▶ **Labeled points records**:
******

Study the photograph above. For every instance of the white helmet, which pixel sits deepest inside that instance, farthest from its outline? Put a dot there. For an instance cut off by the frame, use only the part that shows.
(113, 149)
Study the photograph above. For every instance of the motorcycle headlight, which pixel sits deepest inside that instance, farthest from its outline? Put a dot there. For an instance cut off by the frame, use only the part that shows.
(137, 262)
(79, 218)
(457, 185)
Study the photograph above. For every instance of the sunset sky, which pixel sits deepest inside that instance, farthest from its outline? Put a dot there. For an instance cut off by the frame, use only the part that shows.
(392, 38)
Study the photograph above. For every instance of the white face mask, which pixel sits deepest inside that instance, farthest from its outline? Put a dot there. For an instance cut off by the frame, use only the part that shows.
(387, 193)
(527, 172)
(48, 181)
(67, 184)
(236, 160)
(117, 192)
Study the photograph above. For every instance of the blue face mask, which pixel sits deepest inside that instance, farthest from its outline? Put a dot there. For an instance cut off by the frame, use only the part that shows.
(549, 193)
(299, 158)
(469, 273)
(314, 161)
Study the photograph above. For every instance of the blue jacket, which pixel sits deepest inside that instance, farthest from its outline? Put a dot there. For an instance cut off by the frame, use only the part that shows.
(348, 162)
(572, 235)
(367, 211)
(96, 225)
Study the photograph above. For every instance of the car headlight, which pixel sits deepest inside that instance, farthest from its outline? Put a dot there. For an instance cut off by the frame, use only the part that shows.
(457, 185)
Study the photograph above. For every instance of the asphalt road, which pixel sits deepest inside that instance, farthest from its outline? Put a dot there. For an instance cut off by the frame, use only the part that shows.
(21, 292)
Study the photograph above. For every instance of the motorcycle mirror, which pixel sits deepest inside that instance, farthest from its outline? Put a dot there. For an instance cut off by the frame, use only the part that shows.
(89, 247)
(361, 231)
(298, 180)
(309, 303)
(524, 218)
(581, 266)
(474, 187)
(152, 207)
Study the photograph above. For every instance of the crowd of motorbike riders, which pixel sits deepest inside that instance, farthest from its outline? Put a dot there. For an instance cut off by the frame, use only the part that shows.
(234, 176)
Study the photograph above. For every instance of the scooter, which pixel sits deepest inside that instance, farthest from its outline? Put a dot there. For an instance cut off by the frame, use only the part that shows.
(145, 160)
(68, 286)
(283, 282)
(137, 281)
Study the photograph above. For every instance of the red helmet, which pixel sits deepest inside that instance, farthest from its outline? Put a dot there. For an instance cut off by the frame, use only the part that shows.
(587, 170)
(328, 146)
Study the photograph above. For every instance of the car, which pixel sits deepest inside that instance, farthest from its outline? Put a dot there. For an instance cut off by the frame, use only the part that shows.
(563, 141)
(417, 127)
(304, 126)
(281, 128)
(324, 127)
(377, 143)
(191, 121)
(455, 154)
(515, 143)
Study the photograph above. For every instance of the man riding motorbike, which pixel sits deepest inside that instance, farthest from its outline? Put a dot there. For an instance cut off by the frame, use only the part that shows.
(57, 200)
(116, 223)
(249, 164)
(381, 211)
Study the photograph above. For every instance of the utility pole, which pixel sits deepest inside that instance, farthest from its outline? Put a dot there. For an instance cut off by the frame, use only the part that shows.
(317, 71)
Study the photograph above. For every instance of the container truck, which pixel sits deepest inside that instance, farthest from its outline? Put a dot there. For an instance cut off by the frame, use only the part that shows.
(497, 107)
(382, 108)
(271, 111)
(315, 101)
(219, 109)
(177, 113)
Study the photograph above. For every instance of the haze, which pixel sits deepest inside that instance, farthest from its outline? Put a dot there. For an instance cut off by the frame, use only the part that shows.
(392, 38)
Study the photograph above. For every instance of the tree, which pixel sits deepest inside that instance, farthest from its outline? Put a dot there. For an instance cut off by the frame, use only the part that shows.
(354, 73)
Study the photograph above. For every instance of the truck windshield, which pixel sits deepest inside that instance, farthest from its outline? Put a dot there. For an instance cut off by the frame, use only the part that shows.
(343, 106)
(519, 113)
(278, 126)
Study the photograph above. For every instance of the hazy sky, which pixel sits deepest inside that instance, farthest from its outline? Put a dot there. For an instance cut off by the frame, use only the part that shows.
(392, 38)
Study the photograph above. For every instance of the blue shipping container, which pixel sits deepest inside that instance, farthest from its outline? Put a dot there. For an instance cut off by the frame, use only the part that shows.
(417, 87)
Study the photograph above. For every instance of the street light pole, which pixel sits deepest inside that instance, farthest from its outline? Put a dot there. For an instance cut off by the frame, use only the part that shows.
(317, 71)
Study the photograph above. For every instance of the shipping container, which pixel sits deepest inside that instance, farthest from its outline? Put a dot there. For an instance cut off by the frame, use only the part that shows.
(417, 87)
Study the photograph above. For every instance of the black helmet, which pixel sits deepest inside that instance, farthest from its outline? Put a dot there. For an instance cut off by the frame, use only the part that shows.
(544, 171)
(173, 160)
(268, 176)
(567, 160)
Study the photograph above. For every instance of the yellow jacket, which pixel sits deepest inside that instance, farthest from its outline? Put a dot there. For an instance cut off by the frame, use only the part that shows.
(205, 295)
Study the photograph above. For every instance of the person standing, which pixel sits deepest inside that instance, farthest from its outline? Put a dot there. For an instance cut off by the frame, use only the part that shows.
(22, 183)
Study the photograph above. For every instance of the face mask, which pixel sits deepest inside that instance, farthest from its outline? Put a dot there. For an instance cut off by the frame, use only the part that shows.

******

▶ **WHAT IS REQUIRED**: Can you write out the listing above line for line, with every word and number unchanged?

▶ **TASK ANSWER**:
Study the photograph above. For every instance of the white helmet, which pixel sits deepest inside that instance, farthest from its outline? Put a dot there. For an instance cut off by the frame, use only the part that shows.
(113, 149)
Study the photograph above. For every instance of the motorcycle headlight, which pixel sits deepest inside that instance, farthest from its outline? Put a dot there. For an instance cut off by the frame, use only the part that shows.
(137, 262)
(79, 218)
(457, 185)
Study the photograph above. For every instance of the sunset sky, which pixel sits deepest inside that instance, farthest from its outline? Put a dot there. For an instance cut off by the frame, use only the part that shows.
(392, 38)
Study the photograph above. For every instance of the white face mask, which pixel sits deepest inside that instance, farthest from its outline? Put a dot there. For an instance cut off by the frame, use only the part that shows.
(387, 193)
(527, 172)
(48, 181)
(67, 184)
(236, 160)
(117, 192)
Study the photograph above. For every instance of the blue face mask, which pixel sits deepest inside that instance, farthest from its outline? Put a dot there. For an instance cut off by the frame, use only the part that shows.
(549, 193)
(299, 158)
(469, 273)
(314, 161)
Study the photograph above. For every instance of the blue jacket, which pixel sits deepest inside that instance, farthest from its outline? Put a dot there. For an instance cut off by the frame, use only the part that shows.
(348, 162)
(572, 235)
(367, 211)
(96, 225)
Study the photograph above. For every instance of the car headlight, which pixel sits deepest inside that instance, farthest from its outline? Put a dot there. For an instance cut off by the frame, use only the part that shows.
(457, 185)
Study the photograph above. For every instance of the asphalt road, which pixel sits deepest inside that instance, farthest from its outline? Put a dot there. For an instance cut off by the frame, use only the part that shows.
(21, 292)
Study the photograph above. For every instance of the motorcycle mirror, which pixel sits deepest inside that instance, farthest from its outline? Put a dot there. For an instance cut off by the frame, use only the part that shows.
(89, 247)
(361, 231)
(298, 180)
(309, 303)
(524, 218)
(581, 266)
(474, 187)
(152, 207)
Study the photograph above. For every instance of the crowd of motorbike riders, which pixel sits deepest inside that instance, farthest from its outline? Put a dot there. For an instance cut off by the frame, use only the part that shows.
(234, 176)
Study the photograph above. For every instance of the scooter, which pixel sits deepest inside that instance, farthest from its outline? Put a dot there. For an instance cut off by the frame, use only the part that shows.
(145, 160)
(68, 286)
(283, 282)
(137, 281)
Study the photograph above. For every instance of the red helmet, which pixel sits deepest inside that instance, farthest from its outline? Put a dot there. For an instance cut off by the frame, use only the part that shows.
(587, 170)
(328, 146)
Study the photograph above. For every instance of the car, which pixel sits deepest inside that instance, farthest from its outline? Put a dot there. For an instance cut off by the frame, use only the part that shows.
(563, 141)
(417, 127)
(304, 126)
(281, 128)
(324, 127)
(377, 143)
(191, 121)
(455, 154)
(515, 143)
Study the photograph above. For every instance of the man riding motorbike, which pixel sits deepest inside that instance, farthest from its outline? Put a dot there. For an instance cut off by the frame, use only the part that shows.
(57, 200)
(116, 223)
(249, 164)
(381, 211)
Study the photograph above. For every instance of the utility pole, which pixel sits deepest inside that instance, farthest from its outline? Put a dot there. For an instance cut off by the frame, use only the part that shows.
(317, 71)
Study the photograph above. For every instance of the container truck, which pixel sits deepest inside that instance, farthest from its outline? Put a dot there. For an instance cut off by the frame, use only the part that shows.
(497, 107)
(382, 108)
(271, 111)
(315, 101)
(219, 109)
(177, 113)
Study the photograph above. For every instance of the haze, which pixel sits deepest inside that instance, farthest from its outline? Put a dot there. For an instance cut off by the frame, use only the part that shows.
(392, 38)
Study the photograph above. For every instance of the tree, which pixel sits deepest inside that instance, farthest from its outline? Put a dot there. For an instance cut off by the frame, use only the part that shows.
(354, 73)
Study the photograph above. For every instance of the truck windshield, which pixel sits deepest inside that instance, farthest from its outline? Put a dot there. For an instance cut off by the frame, use only the part that shows.
(343, 106)
(519, 113)
(278, 126)
Study the photograph above. For every instance of the hazy sky, which pixel sits deepest inside that instance, farthest from its outline? Put a dot there. For an instance cut off by the frame, use only the part that shows.
(392, 38)
Study the photograph above. For every instance of the blue shipping container, which pixel sits deepest inside that instance, farthest from its outline? Put a dot there. For an instance cut off by the frame, use only the part that shows.
(417, 87)
Study the photograph above. For every instance of the street light pole, which pixel sits deepest inside that instance, farthest from its outline? Put a dot there. For an instance cut off by the frame, use only the part that shows.
(317, 71)
Study the photograph above. For every instance of the shipping container, which pixel sits deepest inside that instance, farthest from its outline? Put a dot there. For an instance cut off by the frame, use only the part that shows.
(417, 87)
Study the photograph above. For every instance of the black helmet, which pixel sits deepest inside that instance, farthest from its outline? Put a dot there. For an instance cut off by the frame, use only the part that shows.
(544, 171)
(173, 160)
(268, 176)
(567, 160)
Study the photograph above. For every instance of the yellow jacket, which pixel sits deepest inside that instance, farthest from its outline? Put a dot there. For an instance cut off by the frame, use only the part that shows.
(205, 295)
Study the photograph above. For every instance of the person standing, which pixel sits deepest inside that instance, farthest from its outline? Put a dot there. For an instance cut off by the frame, use only the part that shows.
(22, 183)
Study the photograph above. For every instance of the face mask, which pixel sits deepest inside that instance, farthest from its outline? Put a dot there. For an instance cut off by the frame, use only the part that shows.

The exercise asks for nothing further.